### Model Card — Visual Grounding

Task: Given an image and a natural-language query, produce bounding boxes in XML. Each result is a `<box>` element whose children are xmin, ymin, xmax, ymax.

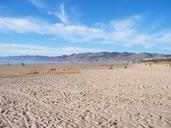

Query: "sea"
<box><xmin>0</xmin><ymin>60</ymin><xmax>62</xmax><ymax>64</ymax></box>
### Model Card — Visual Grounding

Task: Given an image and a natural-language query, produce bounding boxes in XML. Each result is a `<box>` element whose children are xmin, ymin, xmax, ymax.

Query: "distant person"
<box><xmin>21</xmin><ymin>62</ymin><xmax>25</xmax><ymax>66</ymax></box>
<box><xmin>124</xmin><ymin>64</ymin><xmax>128</xmax><ymax>69</ymax></box>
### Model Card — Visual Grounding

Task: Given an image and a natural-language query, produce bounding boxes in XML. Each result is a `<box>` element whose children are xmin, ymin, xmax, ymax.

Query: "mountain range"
<box><xmin>0</xmin><ymin>52</ymin><xmax>171</xmax><ymax>64</ymax></box>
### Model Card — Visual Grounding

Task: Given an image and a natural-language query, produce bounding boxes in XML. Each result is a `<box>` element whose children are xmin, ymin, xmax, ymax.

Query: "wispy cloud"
<box><xmin>29</xmin><ymin>0</ymin><xmax>45</xmax><ymax>9</ymax></box>
<box><xmin>0</xmin><ymin>43</ymin><xmax>104</xmax><ymax>56</ymax></box>
<box><xmin>0</xmin><ymin>15</ymin><xmax>171</xmax><ymax>49</ymax></box>
<box><xmin>54</xmin><ymin>3</ymin><xmax>69</xmax><ymax>24</ymax></box>
<box><xmin>47</xmin><ymin>3</ymin><xmax>69</xmax><ymax>24</ymax></box>
<box><xmin>29</xmin><ymin>0</ymin><xmax>70</xmax><ymax>24</ymax></box>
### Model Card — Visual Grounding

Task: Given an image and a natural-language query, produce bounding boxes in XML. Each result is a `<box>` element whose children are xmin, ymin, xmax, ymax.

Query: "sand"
<box><xmin>0</xmin><ymin>64</ymin><xmax>171</xmax><ymax>128</ymax></box>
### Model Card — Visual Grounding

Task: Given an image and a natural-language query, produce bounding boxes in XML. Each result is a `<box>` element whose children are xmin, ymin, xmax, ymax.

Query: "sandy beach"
<box><xmin>0</xmin><ymin>64</ymin><xmax>171</xmax><ymax>128</ymax></box>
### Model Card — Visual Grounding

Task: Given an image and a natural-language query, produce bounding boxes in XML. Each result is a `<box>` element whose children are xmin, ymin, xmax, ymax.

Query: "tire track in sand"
<box><xmin>0</xmin><ymin>87</ymin><xmax>98</xmax><ymax>128</ymax></box>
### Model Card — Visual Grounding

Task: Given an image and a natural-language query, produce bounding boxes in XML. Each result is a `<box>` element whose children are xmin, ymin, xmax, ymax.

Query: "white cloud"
<box><xmin>54</xmin><ymin>3</ymin><xmax>69</xmax><ymax>24</ymax></box>
<box><xmin>0</xmin><ymin>17</ymin><xmax>45</xmax><ymax>33</ymax></box>
<box><xmin>0</xmin><ymin>15</ymin><xmax>171</xmax><ymax>49</ymax></box>
<box><xmin>29</xmin><ymin>1</ymin><xmax>70</xmax><ymax>24</ymax></box>
<box><xmin>29</xmin><ymin>0</ymin><xmax>45</xmax><ymax>9</ymax></box>
<box><xmin>0</xmin><ymin>43</ymin><xmax>104</xmax><ymax>56</ymax></box>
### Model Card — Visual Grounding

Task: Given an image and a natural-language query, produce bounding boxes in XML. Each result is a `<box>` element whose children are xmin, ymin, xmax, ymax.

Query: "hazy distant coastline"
<box><xmin>0</xmin><ymin>52</ymin><xmax>171</xmax><ymax>64</ymax></box>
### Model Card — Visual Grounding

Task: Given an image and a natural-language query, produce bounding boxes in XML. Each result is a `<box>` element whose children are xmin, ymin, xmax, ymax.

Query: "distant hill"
<box><xmin>0</xmin><ymin>52</ymin><xmax>171</xmax><ymax>64</ymax></box>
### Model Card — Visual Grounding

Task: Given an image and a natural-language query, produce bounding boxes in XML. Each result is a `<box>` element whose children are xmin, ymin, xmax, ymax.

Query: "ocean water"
<box><xmin>0</xmin><ymin>60</ymin><xmax>61</xmax><ymax>64</ymax></box>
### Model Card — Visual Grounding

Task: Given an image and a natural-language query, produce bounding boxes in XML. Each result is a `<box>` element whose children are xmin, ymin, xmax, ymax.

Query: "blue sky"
<box><xmin>0</xmin><ymin>0</ymin><xmax>171</xmax><ymax>56</ymax></box>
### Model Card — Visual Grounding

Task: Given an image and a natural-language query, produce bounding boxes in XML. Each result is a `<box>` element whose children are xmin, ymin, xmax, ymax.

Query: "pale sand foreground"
<box><xmin>0</xmin><ymin>64</ymin><xmax>171</xmax><ymax>128</ymax></box>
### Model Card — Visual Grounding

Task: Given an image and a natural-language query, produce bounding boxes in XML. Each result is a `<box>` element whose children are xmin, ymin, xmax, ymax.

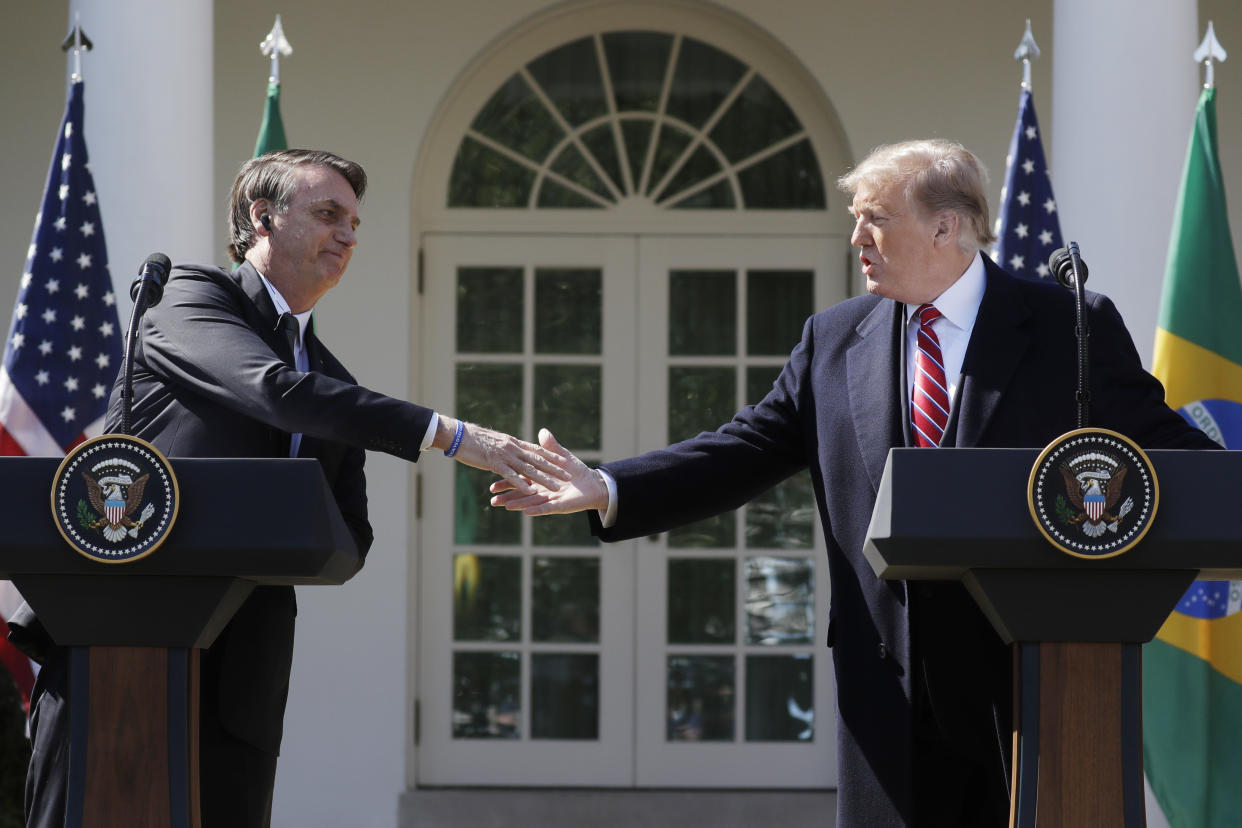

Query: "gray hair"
<box><xmin>227</xmin><ymin>149</ymin><xmax>367</xmax><ymax>262</ymax></box>
<box><xmin>838</xmin><ymin>139</ymin><xmax>996</xmax><ymax>254</ymax></box>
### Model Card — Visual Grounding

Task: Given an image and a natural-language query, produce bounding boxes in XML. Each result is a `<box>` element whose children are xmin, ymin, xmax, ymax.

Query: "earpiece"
<box><xmin>260</xmin><ymin>214</ymin><xmax>273</xmax><ymax>231</ymax></box>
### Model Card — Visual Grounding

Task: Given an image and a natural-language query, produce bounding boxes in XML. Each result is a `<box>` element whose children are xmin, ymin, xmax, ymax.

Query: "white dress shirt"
<box><xmin>902</xmin><ymin>251</ymin><xmax>986</xmax><ymax>421</ymax></box>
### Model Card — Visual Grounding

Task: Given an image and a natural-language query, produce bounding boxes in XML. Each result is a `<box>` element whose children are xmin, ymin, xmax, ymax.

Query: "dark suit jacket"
<box><xmin>591</xmin><ymin>256</ymin><xmax>1217</xmax><ymax>827</ymax></box>
<box><xmin>99</xmin><ymin>261</ymin><xmax>434</xmax><ymax>755</ymax></box>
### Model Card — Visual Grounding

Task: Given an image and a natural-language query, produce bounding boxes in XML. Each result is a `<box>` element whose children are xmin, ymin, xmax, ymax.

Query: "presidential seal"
<box><xmin>51</xmin><ymin>434</ymin><xmax>179</xmax><ymax>564</ymax></box>
<box><xmin>1027</xmin><ymin>428</ymin><xmax>1158</xmax><ymax>560</ymax></box>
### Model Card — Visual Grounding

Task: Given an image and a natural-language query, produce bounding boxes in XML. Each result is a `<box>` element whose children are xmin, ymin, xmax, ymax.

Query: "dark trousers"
<box><xmin>24</xmin><ymin>648</ymin><xmax>278</xmax><ymax>828</ymax></box>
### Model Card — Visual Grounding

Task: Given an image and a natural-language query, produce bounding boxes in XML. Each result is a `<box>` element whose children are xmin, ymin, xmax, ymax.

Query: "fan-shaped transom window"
<box><xmin>449</xmin><ymin>31</ymin><xmax>826</xmax><ymax>210</ymax></box>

★ ★ ★ ★ ★

▶ **WORK TO BE COMPLETED**
Every line of the data above is to be repeated exactly; the images are to be left out.

▶ **ANSWER TO THE PROBLEM**
### Model Card — Visual Grounding

Task: Given an image and a natural-language query, produce bounding boxes in XML. Each result is a `<box>` element whose children are xmin, ymin, xmax, ymax.


Query: "sea"
<box><xmin>0</xmin><ymin>60</ymin><xmax>62</xmax><ymax>64</ymax></box>
### Model Card — Visual Grounding

Task: Given an image and a natural-language query, produce bounding boxes in XML. Each result is a `<box>` element whose children are xmin, ymin, xmax, ymax.

Query: "distant person"
<box><xmin>21</xmin><ymin>62</ymin><xmax>25</xmax><ymax>66</ymax></box>
<box><xmin>124</xmin><ymin>64</ymin><xmax>128</xmax><ymax>69</ymax></box>
### Model Card — Visual Grounding

Task: Given an image and a natural-language query, produce bounding boxes in XML. Each result is a `<box>` element whose children are xmin, ymin, xmax, ymax.

Query: "mountain range"
<box><xmin>0</xmin><ymin>52</ymin><xmax>171</xmax><ymax>64</ymax></box>
### Model Card — Visual Grounding

Task: Given an image and a natural-language query, produce bounding boxes in XML. Each result is a `<box>` element whose children are xmin, ymin, xmax, ymax.

Query: "wispy cloud"
<box><xmin>29</xmin><ymin>0</ymin><xmax>45</xmax><ymax>9</ymax></box>
<box><xmin>0</xmin><ymin>43</ymin><xmax>104</xmax><ymax>56</ymax></box>
<box><xmin>0</xmin><ymin>15</ymin><xmax>171</xmax><ymax>49</ymax></box>
<box><xmin>54</xmin><ymin>3</ymin><xmax>69</xmax><ymax>24</ymax></box>
<box><xmin>47</xmin><ymin>3</ymin><xmax>69</xmax><ymax>24</ymax></box>
<box><xmin>29</xmin><ymin>0</ymin><xmax>70</xmax><ymax>24</ymax></box>
### Model Card — Visual Grounding

Task: Given an image and a natural-language query, produce bounding boxes in XML. Each result is a `<box>` element whose children are xmin, ymin, xmax, ymax.

Query: "sand"
<box><xmin>0</xmin><ymin>64</ymin><xmax>171</xmax><ymax>128</ymax></box>
### Model Card — Visual Grounding

Task: Given an image and a natural-language query, produce bounding boxes in XML. Each result is a `<box>` element whose children are xmin, ymin, xmax, ymax.

Query: "sandy beach"
<box><xmin>0</xmin><ymin>64</ymin><xmax>171</xmax><ymax>128</ymax></box>
### Model Card — Visual Grounding

Task: Given an image and a natural-language query, produce bounding boxes in XML. Each result is a `<box>` element whose children are xmin, ymin, xmax, ymax.

Query: "tire track in sand"
<box><xmin>0</xmin><ymin>87</ymin><xmax>98</xmax><ymax>128</ymax></box>
### Model Card — Visual Grounding

Task: Given an image and a natural-language query, produce bounding boxes in XML. Each result is a `<box>` element whose children are xmin, ymin, xmax, ymax.

Query: "white cloud"
<box><xmin>54</xmin><ymin>3</ymin><xmax>69</xmax><ymax>24</ymax></box>
<box><xmin>0</xmin><ymin>17</ymin><xmax>45</xmax><ymax>33</ymax></box>
<box><xmin>0</xmin><ymin>15</ymin><xmax>171</xmax><ymax>49</ymax></box>
<box><xmin>29</xmin><ymin>1</ymin><xmax>70</xmax><ymax>24</ymax></box>
<box><xmin>29</xmin><ymin>0</ymin><xmax>45</xmax><ymax>9</ymax></box>
<box><xmin>0</xmin><ymin>43</ymin><xmax>104</xmax><ymax>56</ymax></box>
### Model Card — Visual Grounding

Task: Given an image and a natural-language query, produce bounding boxes in XML. Each result is a `<box>` element whose children are xmin, ymin, xmax, ymax.

Query: "hazy distant coastline"
<box><xmin>0</xmin><ymin>52</ymin><xmax>171</xmax><ymax>64</ymax></box>
### Model Card — Visual Grounding

Task: Given an image and a natural-language query, produce bounding boxes in XML. Each result is a `<box>` element whose children are xmin, ymin, xmax, ymax.

Query: "distant hill"
<box><xmin>0</xmin><ymin>52</ymin><xmax>171</xmax><ymax>64</ymax></box>
### Model Card — Visual Grounding

Task: Given an image and a natural-language query, produce bounding boxes in XML. Each result is a `<box>` element whose children are xmin, ymin, xmax, ymax.

Query: "ocean water"
<box><xmin>0</xmin><ymin>60</ymin><xmax>61</xmax><ymax>64</ymax></box>
### Model Card — Visual Grounding

Task: Given an image and a natural-language query, produce bounding boxes in XML. Each result is a `<box>` element whose children are xmin, ymin, xmax, ymax.

Query: "blue sky"
<box><xmin>0</xmin><ymin>0</ymin><xmax>171</xmax><ymax>56</ymax></box>
### Model Card — Visual Grounding

Task: Given an image and a natural-language query, produce bounding boxes in XML. Each result is a `<box>` element whose children are xmin, ymin, xmax, ymax.

Query: "pale sand foreground"
<box><xmin>0</xmin><ymin>64</ymin><xmax>171</xmax><ymax>128</ymax></box>
### Model Card — Visual Grounding

Task: Given an image and a natural-language query, produce bounding boxes in XML. Each result is a `<box>` element whose children are xmin, ymin, xmax, ymax.


Query: "gray hair"
<box><xmin>227</xmin><ymin>149</ymin><xmax>367</xmax><ymax>262</ymax></box>
<box><xmin>838</xmin><ymin>139</ymin><xmax>996</xmax><ymax>254</ymax></box>
### Model Card — Visual Grounding

Task: Given an image and a natural-language query, produce bounding boxes in XML. Each result is a `<box>` element whose children are xmin, ymin, xmax, ymax.

Query: "earpiece"
<box><xmin>260</xmin><ymin>214</ymin><xmax>273</xmax><ymax>231</ymax></box>
### Model Card — Visual Grounding

Task: Given an image and a natural-language query, produce bounding boxes in XML. Each result is a `<box>` element whose children are xmin, ymin, xmax, ymax.

Query: "white dress shirt"
<box><xmin>902</xmin><ymin>251</ymin><xmax>986</xmax><ymax>421</ymax></box>
### Model Card — Visual Grounding

Task: Given an image and a natural-language query, produce bounding boxes in XML. Each result is a `<box>` element whose children are xmin, ymin, xmax, ymax.

Query: "dark suit jacket"
<box><xmin>591</xmin><ymin>256</ymin><xmax>1217</xmax><ymax>827</ymax></box>
<box><xmin>99</xmin><ymin>261</ymin><xmax>434</xmax><ymax>755</ymax></box>
### Model Card — Visual Grounding

Task: Given an image and a natural-language query, produce bounding boxes in XML. Each result is a `<box>` element whose children are xmin, ymin, xmax, ymax.

Query: "presidential seal"
<box><xmin>51</xmin><ymin>434</ymin><xmax>179</xmax><ymax>564</ymax></box>
<box><xmin>1027</xmin><ymin>428</ymin><xmax>1158</xmax><ymax>560</ymax></box>
### Model Card — Visual Grounding

Task: Given an image and a natural-language query, produce bounding boxes in XML. Each result is a `<box>` element whose children are xmin, ymin, xmax, ymax.

Query: "dark trousers"
<box><xmin>24</xmin><ymin>648</ymin><xmax>278</xmax><ymax>828</ymax></box>
### Model Card — Visual Grounding

Task: Given an image and a natural-language query, produce bounding boxes in XML. Each result is a `<box>` element whose children are xmin, ymin, xmax, ymax.

Query: "fan-shaped transom window"
<box><xmin>449</xmin><ymin>31</ymin><xmax>826</xmax><ymax>210</ymax></box>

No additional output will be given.